Looking back on this first year I wish I would have relaxed a bit on the amount of trips we took. I did it American style: Get outta dodge at every school break! I didn’t take into account that just being here IS travel in year #1. There is so much to see and learn, local holidays to experience, and playdates and coveted birthday party invites that shouldn’t be missed in a new community. We took 6 trips this year and I would suggest shaving that down to 2 or 3. You’ve got time. It also is a lot of work to discover your new country, make new friends, set up routines, etc and with kids a trip throws that rhythm off.

3) VISA RENEWAL TIMING

With your NIE residency renewal you can apply 60 days prior to your expiration date – try and renew as soon as you can to get the ball rolling. Be mindful of travel after your NIE has expired if you are planning to go out of the country. You can still travel but you’ll have to get an “autorización de regreso”. Also, if you are leaving while your visa is being processed you’ll want to be mindful of the timing on any documents that they might need from you – if you’re gone for over 10 days, you might be sweating that instead of enjoying your vacay. I planned lots of summer travel and I wish I would have considered the expiration date of my NIE and the visa renewal process. Email me if you have questions.

4) YOU ARE STILL YOU

I love the Spanish people and culture and I want to fit in here and immerse myself in the culture. That said, I am also American. We have realized that we don’t have to do everything that Spaniards do just because we think we should. The Spanish eat lunch at 2 or 3pm and dinner at 10pm – this just doesn’t work for us. Our kids need sleep to function and my marriage needs me fed to function. We pick the kids up at 4:00 from school so a 3:00 lunch doesn’t work. At the end of the day we’re still Americans in Spain. I am proud of both parts of that statement and we’re doing what works for our family.

5) THE PAPERWORK IS NEVER DONE

I thought that after my initial visa application to get here I was over the paperwork hump. In fact, it was just beginning. For a country that is all about “tranquila” – I was stressed out too much this past year about the visa renewal, soccer “ficha” (a lengthy registration that is required to play soccer in a league), and authorizations to travel (see #3).

====

[EXERCISE TASK 1] Reproduce the excerpt on a first year in Spain word for word from "Looking back on" to "that rhythm off.".
[EXERCISE TASK 2]
Answer these from the excerpt on a first year in Spain:
(a) How many trips did the writer take this year?
(b) How many days before the expiration date can an NIE residency renewal be applied for?
(c) At what time are the kids picked up from school?

====

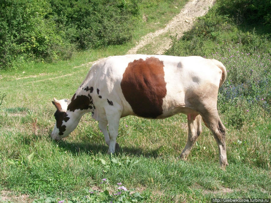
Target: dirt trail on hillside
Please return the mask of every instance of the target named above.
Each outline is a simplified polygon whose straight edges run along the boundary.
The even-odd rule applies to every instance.
[[[215,1],[215,0],[191,0],[165,27],[142,37],[136,46],[129,50],[127,54],[136,54],[139,50],[145,45],[152,44],[154,45],[153,47],[154,50],[152,50],[152,52],[155,54],[163,54],[170,48],[171,40],[166,36],[161,38],[157,37],[169,32],[170,35],[177,35],[177,37],[180,38],[185,32],[191,29],[197,17],[207,12]]]
[[[215,2],[215,0],[190,0],[185,5],[179,13],[174,17],[164,28],[154,32],[149,33],[142,37],[140,41],[137,42],[137,45],[128,51],[126,54],[142,53],[140,51],[140,49],[144,48],[145,46],[149,44],[151,45],[151,48],[149,50],[145,50],[148,51],[148,54],[163,54],[166,50],[170,47],[171,39],[169,36],[175,36],[176,35],[178,38],[180,38],[185,32],[192,28],[194,22],[197,18],[204,15],[207,12],[209,8],[213,6]],[[166,35],[167,33],[169,33],[170,34]],[[101,59],[81,64],[74,66],[73,68],[90,67]],[[48,74],[45,73],[41,73],[38,75],[30,75],[18,78],[16,79],[36,77],[47,75]],[[51,80],[69,76],[70,75],[68,74],[56,78],[37,80],[36,82]],[[0,75],[0,79],[2,78],[1,76]]]

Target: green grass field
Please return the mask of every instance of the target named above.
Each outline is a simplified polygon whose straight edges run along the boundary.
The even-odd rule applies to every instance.
[[[146,33],[144,29],[134,36]],[[0,190],[11,192],[3,202],[20,202],[16,195],[23,194],[28,195],[26,202],[39,202],[271,198],[270,50],[248,54],[237,42],[217,40],[206,43],[212,51],[203,56],[217,59],[229,71],[218,98],[227,129],[226,171],[220,167],[217,146],[203,123],[188,160],[176,158],[187,139],[183,115],[161,120],[122,118],[120,151],[112,156],[90,114],[64,140],[51,140],[53,97],[70,99],[89,70],[88,62],[125,54],[132,43],[77,53],[68,61],[23,63],[0,72],[0,99],[6,95],[0,105]],[[242,82],[244,89],[238,86]]]

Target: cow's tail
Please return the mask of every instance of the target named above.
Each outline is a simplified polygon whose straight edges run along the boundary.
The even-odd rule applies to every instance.
[[[227,77],[227,71],[226,68],[222,63],[215,59],[212,59],[212,61],[222,71],[222,74],[221,75],[221,78],[220,78],[220,82],[219,82],[219,87],[223,84],[226,79],[226,77]]]

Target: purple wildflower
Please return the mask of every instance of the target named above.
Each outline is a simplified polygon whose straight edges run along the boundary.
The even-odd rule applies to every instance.
[[[121,186],[121,187],[120,187],[119,188],[118,188],[118,189],[123,189],[124,191],[127,191],[127,189],[124,186]]]

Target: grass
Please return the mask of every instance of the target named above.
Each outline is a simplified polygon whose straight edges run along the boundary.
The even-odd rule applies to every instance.
[[[241,43],[222,41],[207,42],[214,45],[202,54],[217,58],[229,71],[218,98],[227,128],[229,165],[226,171],[219,167],[217,146],[204,125],[188,161],[176,158],[187,139],[182,115],[161,120],[122,119],[117,139],[120,150],[112,156],[90,115],[64,140],[51,140],[53,97],[70,98],[90,67],[88,63],[124,54],[131,44],[78,53],[57,63],[23,63],[0,72],[0,98],[6,94],[0,106],[0,189],[12,191],[9,199],[15,202],[20,201],[16,195],[26,194],[27,201],[43,202],[271,198],[270,53],[248,52]],[[86,65],[75,67],[82,64]],[[251,84],[261,79],[267,84],[238,86],[244,80]],[[120,182],[127,191],[117,189]]]

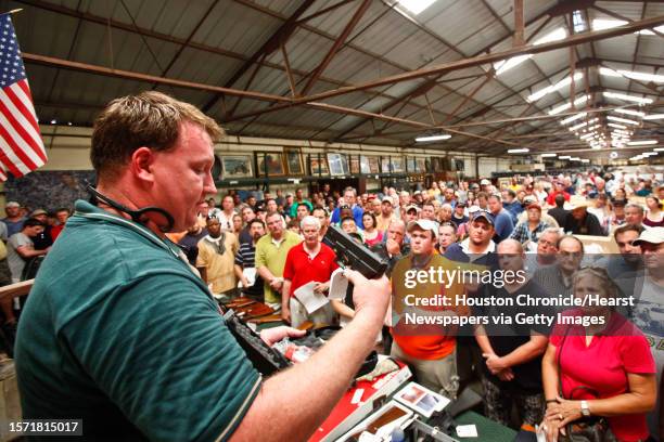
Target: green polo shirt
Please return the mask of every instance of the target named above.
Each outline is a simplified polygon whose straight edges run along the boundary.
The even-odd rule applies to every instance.
[[[284,231],[282,240],[277,245],[272,240],[272,235],[267,234],[256,243],[256,269],[266,266],[274,276],[283,276],[283,268],[289,250],[293,246],[302,243],[302,238],[296,233]],[[281,302],[281,294],[272,290],[268,282],[265,282],[265,302]]]
[[[228,439],[260,388],[177,246],[85,202],[42,263],[15,358],[23,417],[88,439]]]

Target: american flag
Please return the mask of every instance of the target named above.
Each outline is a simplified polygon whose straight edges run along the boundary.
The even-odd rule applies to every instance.
[[[0,15],[0,180],[43,166],[46,150],[10,14]]]

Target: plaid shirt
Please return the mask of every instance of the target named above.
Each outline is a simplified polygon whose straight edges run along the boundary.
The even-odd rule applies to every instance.
[[[516,224],[516,226],[512,231],[512,234],[510,235],[510,238],[516,239],[521,244],[524,244],[528,240],[532,240],[533,243],[537,243],[537,240],[539,239],[539,234],[544,232],[546,229],[549,229],[549,226],[550,225],[547,224],[546,222],[539,221],[539,224],[537,224],[537,227],[535,227],[535,230],[531,232],[528,221],[526,220],[524,222],[520,222],[519,224]]]

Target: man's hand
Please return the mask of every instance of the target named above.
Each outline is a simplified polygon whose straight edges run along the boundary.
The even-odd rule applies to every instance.
[[[291,323],[291,309],[288,306],[281,304],[281,320],[288,324]]]
[[[399,247],[399,243],[394,239],[387,239],[385,242],[385,248],[387,249],[387,252],[393,257],[401,253],[401,247]]]
[[[501,372],[498,372],[496,376],[498,376],[498,379],[502,380],[503,382],[514,380],[514,373],[512,372],[512,368],[506,368]]]
[[[370,314],[381,324],[390,304],[390,281],[385,275],[380,280],[367,280],[355,270],[345,269],[344,276],[355,286],[353,288],[353,302],[355,314]]]
[[[305,330],[298,330],[297,328],[286,327],[282,325],[280,327],[266,328],[260,332],[260,339],[268,346],[272,347],[283,338],[302,338],[306,335]]]
[[[482,358],[486,358],[486,366],[494,375],[509,368],[509,366],[505,363],[505,360],[497,354],[482,353]]]
[[[314,286],[314,292],[319,295],[324,295],[325,291],[330,289],[330,282],[327,283],[316,283]]]

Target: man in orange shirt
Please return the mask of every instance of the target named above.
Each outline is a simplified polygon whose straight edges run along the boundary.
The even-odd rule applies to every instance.
[[[393,309],[400,315],[392,330],[394,344],[392,356],[407,363],[418,382],[422,386],[455,399],[459,389],[456,356],[456,328],[443,325],[416,325],[409,323],[406,312],[426,316],[458,315],[465,316],[469,310],[458,302],[458,296],[464,294],[464,286],[457,281],[452,284],[432,283],[414,284],[414,271],[430,273],[438,268],[452,271],[465,269],[469,264],[457,264],[434,252],[437,237],[437,223],[430,220],[417,220],[408,224],[411,252],[400,259],[392,272]],[[449,307],[412,308],[414,299],[439,298],[449,300]],[[411,316],[412,317],[412,316]]]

====

[TASK RESULT 1]
Looking back on this first year I wish I would have relaxed a bit on the amount of trips we took. I did it American style: Get outta dodge at every school break! I didn’t take into account that just being here IS travel in year #1. There is so much to see and learn, local holidays to experience, and playdates and coveted birthday party invites that shouldn’t be missed in a new community. We took 6 trips this year and I would suggest shaving that down to 2 or 3. You’ve got time. It also is a lot of work to discover your new country, make new friends, set up routines, etc and with kids a trip throws that rhythm off.

[TASK RESULT 2]
(a) 6
(b) 60 days
(c) 4:00